───── TRECHO SELECIONADO ─────
Questionado se, mesmo sem a previsão exata, não seria o caso de garantir a proteção em zonas sensíveis onde fosse possível instalar a contenção, como estuários e entradas de manguezais, Alves voltou a dizer que o mais eficiente tem sido as limpezas depois que o óleo toca a costa.

Em visita ao trabalho de limpeza na Pedra do Sal, o prefeito de Salvador, Antônio Carlos Magalhães Neto, afirmou que vai manter a mobilização da Limpurb pelo tempo que for necessário, “sem fazer contas”.

“Nossos homens só saem das praias quando estiver tudo 100% limpo. É claro que isso tem um ônus, causa um prejuízo ao erário, que deve ser cobrado do responsável pela causa primária desse vazamento, que ainda não foi descoberto”, afirmou Neto.

“Não vou polemizar sobre responsabilidades de governos, seja estadual ou federal. A nossa preocupação, nesse momento, é com a retirada desse óleo cru das praias e sua devida destinação”, completou.

Somente nesta sexta, quase 11 toneladas de óleo foram retiradas de seis praias de Salvador. Desde o início da aparição das manchas na capital baiana, já foram aproximadamente 91 toneladas.

Voluntária pede licença do trabalho para participar de limpeza

Isabel Sant'Ana trabalha agachada em mangue
A fotógrafa Isabel Sant’Ana descreve cenário ‘assustador’ em manguezal

A fotógrafa Isabel Sant’Ana juntou-se aos Guardiões do Litoral logo no primeiro momento, após ver uma postagem do engenheiro Arthur Sehbe.

No sábado, dia 12, ela partiu para uma ação de limpeza na praia de Itacimirim, Litoral Norte da Bahia, a 75 quilômetros de Salvador. Lá, encontrou algumas pelotas na areia, mas ficou chocada mesmo ao chegar na barra do Rio Pojuca, onde há um extenso manguezal.
─────
== ATIVIDADE 1 ==
Responda às perguntas abaixo com base no trecho selecionado.
(a) Quantas toneladas de óleo foram retiradas de seis praias de Salvador somente nesta sexta?
(b) Depois de ver a postagem de quem a fotógrafa Isabel Sant'Ana se juntou aos Guardiões do Litoral?
(c) A quantos quilômetros de Salvador fica a praia de Itacimirim?
== ATIVIDADE 2 ==
Extraia do trecho selecionado, sem nenhuma alteração, a parte entre "A fotógrafa Isabel Sant’Ana juntou-se" e "um extenso manguezal.", inclusive.
───── EXTRATO DOS DADOS ─────
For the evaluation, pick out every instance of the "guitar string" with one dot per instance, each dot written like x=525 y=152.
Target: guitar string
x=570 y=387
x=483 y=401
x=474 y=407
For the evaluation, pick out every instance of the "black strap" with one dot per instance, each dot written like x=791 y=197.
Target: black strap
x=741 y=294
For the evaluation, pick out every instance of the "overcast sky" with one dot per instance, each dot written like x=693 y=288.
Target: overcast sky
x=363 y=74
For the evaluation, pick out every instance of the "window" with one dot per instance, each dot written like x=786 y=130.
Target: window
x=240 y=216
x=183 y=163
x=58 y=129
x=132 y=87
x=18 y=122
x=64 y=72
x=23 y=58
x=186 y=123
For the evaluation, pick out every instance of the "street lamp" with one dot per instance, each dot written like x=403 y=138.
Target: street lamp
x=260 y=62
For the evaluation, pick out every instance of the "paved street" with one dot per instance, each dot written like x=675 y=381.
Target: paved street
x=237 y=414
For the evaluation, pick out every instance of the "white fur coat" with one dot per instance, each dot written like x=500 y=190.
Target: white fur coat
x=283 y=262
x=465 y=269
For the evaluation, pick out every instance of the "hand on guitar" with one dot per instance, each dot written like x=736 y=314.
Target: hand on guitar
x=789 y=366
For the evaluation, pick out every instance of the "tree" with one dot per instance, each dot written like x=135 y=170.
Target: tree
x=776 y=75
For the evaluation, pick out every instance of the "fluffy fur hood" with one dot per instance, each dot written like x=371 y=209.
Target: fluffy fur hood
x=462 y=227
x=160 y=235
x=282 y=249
─────
== RESPOSTA FINAL 1 ==
(a) Quase 11 toneladas.
(b) Do engenheiro Arthur Sehbe.
(c) A 75 quilômetros.

== RESPOSTA FINAL 2 ==
A fotógrafa Isabel Sant’Ana juntou-se aos Guardiões do Litoral logo no primeiro momento, após ver uma postagem do engenheiro Arthur Sehbe.

No sábado, dia 12, ela partiu para uma ação de limpeza na praia de Itacimirim, Litoral Norte da Bahia, a 75 quilômetros de Salvador. Lá, encontrou algumas pelotas na areia, mas ficou chocada mesmo ao chegar na barra do Rio Pojuca, onde há um extenso manguezal.